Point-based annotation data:
════════

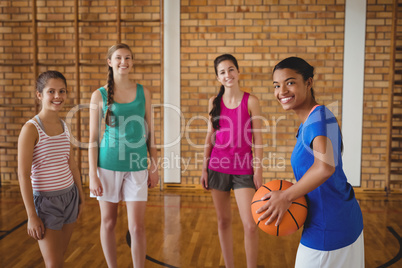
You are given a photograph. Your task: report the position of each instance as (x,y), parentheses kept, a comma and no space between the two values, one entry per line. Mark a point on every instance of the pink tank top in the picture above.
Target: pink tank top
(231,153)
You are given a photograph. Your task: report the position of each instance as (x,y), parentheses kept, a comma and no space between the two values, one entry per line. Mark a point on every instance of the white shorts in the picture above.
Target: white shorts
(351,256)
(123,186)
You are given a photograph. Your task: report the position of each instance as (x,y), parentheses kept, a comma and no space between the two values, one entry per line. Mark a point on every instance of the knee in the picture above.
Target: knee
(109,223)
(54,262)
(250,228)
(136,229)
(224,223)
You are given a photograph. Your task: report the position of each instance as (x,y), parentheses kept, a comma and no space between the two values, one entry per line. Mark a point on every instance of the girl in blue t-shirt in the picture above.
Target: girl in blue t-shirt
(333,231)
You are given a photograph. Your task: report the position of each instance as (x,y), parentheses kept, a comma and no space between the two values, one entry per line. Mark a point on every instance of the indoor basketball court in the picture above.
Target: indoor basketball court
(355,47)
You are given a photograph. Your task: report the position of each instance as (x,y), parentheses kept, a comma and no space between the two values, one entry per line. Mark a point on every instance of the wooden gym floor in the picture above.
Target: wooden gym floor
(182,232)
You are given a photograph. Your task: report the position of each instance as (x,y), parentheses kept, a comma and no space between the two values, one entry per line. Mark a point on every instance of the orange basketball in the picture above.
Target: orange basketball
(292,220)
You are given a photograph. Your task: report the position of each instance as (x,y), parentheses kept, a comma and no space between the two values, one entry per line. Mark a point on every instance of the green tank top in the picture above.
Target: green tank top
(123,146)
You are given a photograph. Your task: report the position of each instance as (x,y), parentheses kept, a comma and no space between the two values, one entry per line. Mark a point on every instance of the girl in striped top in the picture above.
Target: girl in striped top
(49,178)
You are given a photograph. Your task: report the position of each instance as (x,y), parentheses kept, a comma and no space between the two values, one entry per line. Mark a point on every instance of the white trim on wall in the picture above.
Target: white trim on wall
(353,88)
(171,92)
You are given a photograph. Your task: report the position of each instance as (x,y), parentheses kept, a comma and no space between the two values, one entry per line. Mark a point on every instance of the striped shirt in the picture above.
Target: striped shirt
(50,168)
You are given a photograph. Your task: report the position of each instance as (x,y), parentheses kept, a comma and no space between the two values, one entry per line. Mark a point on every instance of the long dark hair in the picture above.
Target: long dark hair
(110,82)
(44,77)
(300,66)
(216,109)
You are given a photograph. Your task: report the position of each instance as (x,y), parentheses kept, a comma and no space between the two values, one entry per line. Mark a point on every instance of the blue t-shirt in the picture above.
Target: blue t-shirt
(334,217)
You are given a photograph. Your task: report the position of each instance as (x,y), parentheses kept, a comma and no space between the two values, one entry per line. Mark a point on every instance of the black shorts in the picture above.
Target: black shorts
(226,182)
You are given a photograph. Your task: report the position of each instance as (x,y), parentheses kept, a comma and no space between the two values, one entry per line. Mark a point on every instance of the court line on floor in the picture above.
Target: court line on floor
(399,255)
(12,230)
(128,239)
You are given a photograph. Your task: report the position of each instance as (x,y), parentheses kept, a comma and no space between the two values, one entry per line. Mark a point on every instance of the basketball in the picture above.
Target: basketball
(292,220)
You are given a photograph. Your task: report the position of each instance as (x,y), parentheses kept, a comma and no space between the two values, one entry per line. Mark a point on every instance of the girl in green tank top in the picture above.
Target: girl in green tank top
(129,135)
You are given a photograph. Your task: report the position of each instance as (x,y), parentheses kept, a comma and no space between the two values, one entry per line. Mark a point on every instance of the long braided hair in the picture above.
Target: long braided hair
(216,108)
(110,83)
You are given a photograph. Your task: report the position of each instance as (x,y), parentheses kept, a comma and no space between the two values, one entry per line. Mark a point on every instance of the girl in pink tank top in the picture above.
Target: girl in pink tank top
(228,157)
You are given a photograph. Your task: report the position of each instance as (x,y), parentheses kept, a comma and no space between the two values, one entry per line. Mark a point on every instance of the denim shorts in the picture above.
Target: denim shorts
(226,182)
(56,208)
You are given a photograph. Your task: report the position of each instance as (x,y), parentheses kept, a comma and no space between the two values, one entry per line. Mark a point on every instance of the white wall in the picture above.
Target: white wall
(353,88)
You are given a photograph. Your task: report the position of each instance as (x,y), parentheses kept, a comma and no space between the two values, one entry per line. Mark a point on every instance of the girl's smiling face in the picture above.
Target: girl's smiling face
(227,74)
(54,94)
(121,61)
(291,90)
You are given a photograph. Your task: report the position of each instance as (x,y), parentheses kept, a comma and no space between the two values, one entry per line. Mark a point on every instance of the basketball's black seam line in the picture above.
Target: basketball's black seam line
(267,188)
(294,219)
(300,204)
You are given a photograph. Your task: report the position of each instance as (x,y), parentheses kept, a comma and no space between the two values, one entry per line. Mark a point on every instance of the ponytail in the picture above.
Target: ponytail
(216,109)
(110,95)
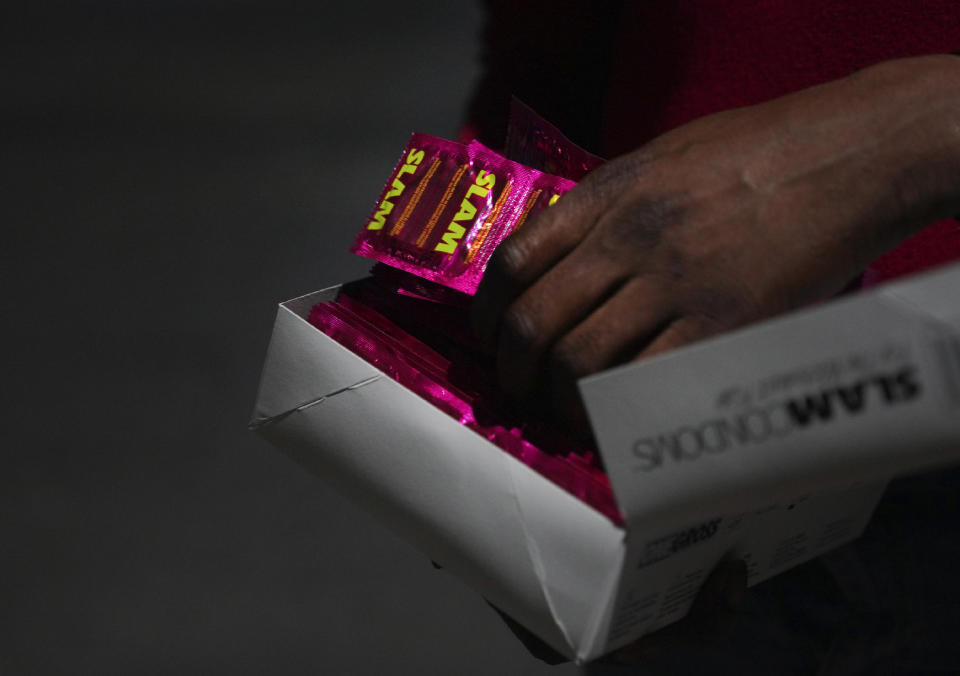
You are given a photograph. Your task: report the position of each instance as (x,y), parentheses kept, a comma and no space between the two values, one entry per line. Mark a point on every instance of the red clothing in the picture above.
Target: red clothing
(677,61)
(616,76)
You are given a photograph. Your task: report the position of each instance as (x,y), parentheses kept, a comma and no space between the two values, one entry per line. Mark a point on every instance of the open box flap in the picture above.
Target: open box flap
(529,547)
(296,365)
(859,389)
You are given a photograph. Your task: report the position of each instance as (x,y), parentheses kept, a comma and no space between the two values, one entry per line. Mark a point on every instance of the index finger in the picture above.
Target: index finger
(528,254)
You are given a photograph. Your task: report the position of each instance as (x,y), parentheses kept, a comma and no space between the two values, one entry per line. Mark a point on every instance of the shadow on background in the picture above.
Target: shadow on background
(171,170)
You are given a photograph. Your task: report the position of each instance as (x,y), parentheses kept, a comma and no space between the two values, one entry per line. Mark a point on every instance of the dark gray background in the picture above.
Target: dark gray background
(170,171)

════════

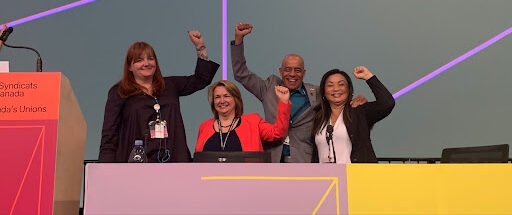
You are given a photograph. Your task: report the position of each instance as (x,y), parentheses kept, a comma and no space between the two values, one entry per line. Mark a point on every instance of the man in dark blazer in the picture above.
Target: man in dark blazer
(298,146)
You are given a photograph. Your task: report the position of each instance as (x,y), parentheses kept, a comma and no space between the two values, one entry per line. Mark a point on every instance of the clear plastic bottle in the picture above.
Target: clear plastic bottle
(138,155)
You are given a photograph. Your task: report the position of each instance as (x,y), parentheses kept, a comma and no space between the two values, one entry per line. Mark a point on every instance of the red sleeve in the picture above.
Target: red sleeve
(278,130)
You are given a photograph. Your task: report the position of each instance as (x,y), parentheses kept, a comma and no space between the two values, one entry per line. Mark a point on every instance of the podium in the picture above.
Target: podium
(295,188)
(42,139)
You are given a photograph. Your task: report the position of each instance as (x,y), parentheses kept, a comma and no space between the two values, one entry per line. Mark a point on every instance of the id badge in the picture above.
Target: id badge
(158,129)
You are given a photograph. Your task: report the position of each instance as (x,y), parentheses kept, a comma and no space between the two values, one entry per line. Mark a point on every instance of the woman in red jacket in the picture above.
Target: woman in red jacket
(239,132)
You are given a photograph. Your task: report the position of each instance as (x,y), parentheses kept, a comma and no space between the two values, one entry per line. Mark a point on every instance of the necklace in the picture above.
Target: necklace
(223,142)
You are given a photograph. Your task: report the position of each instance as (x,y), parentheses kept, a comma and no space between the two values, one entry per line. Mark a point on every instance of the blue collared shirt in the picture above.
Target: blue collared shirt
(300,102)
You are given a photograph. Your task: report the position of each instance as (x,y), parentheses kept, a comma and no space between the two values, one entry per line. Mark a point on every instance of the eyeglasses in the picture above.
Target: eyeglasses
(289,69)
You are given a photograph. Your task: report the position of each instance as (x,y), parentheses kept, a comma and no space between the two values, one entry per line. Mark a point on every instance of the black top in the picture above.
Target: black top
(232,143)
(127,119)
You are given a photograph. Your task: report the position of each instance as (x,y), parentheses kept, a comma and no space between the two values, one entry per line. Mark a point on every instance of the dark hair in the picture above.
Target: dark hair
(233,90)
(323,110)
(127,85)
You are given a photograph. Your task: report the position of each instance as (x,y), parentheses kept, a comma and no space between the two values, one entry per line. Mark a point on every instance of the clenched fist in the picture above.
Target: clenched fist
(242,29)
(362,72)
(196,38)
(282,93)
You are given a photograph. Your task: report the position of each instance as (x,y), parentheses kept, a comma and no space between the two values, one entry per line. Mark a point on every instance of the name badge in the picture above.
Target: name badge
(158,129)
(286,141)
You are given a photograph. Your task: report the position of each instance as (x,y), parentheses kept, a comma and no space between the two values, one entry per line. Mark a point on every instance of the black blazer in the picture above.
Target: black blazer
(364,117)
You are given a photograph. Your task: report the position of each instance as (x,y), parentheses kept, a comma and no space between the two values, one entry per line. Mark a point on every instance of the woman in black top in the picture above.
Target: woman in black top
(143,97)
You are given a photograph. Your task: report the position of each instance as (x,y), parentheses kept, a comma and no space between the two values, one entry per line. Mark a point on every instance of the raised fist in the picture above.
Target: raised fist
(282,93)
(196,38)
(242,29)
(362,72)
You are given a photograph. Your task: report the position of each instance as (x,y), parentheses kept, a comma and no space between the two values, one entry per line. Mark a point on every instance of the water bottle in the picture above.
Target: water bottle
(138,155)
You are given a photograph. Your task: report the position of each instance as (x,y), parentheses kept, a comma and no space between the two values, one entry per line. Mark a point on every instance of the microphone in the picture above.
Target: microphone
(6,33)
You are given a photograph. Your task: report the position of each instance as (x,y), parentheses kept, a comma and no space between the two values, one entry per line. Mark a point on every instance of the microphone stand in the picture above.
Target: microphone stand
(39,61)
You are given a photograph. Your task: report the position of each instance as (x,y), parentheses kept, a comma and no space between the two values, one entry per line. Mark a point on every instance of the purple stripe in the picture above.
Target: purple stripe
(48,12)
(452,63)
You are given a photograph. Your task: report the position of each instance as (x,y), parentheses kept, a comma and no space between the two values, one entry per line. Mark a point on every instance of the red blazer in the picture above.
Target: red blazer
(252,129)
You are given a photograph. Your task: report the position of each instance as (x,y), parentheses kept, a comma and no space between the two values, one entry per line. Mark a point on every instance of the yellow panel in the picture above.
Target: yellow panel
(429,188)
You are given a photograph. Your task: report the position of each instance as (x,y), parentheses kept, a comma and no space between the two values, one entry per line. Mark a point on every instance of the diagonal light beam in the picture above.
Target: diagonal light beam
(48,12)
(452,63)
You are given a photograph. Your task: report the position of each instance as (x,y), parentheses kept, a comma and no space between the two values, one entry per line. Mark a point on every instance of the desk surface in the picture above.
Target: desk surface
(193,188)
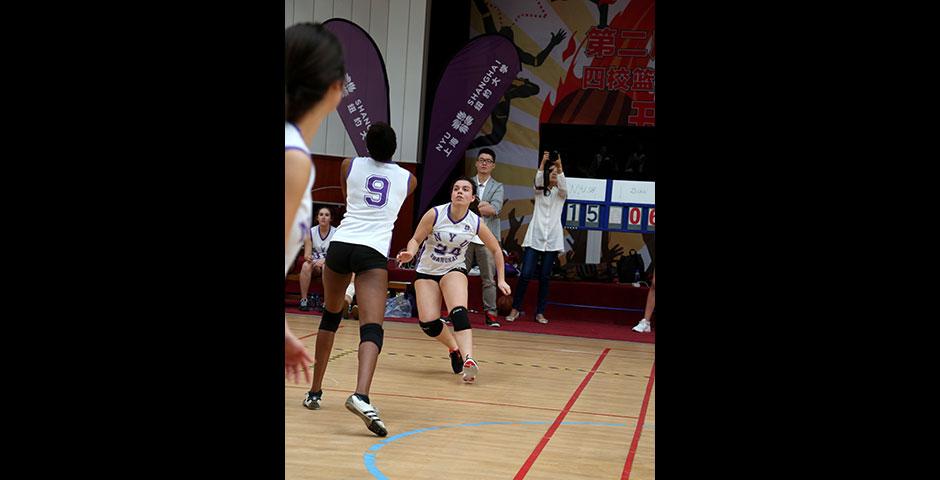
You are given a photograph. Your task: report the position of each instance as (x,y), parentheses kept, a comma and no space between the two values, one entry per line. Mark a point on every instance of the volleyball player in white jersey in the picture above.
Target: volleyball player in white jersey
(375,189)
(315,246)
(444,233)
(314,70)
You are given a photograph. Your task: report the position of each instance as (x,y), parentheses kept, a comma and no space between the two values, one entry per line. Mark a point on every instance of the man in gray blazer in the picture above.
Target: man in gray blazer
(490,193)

════════

*Exercise*. Find each line in the records that contains the string "denim", matching case exactly, and copy those lines.

*Written answer*.
You are given a photograph. Your task: report the position of each instance as (x,y), parentheses kept, a comma and no space between the two values, one entry per line. Mark a point on every instance of the denim shorts in the picture above.
Target: denim shorts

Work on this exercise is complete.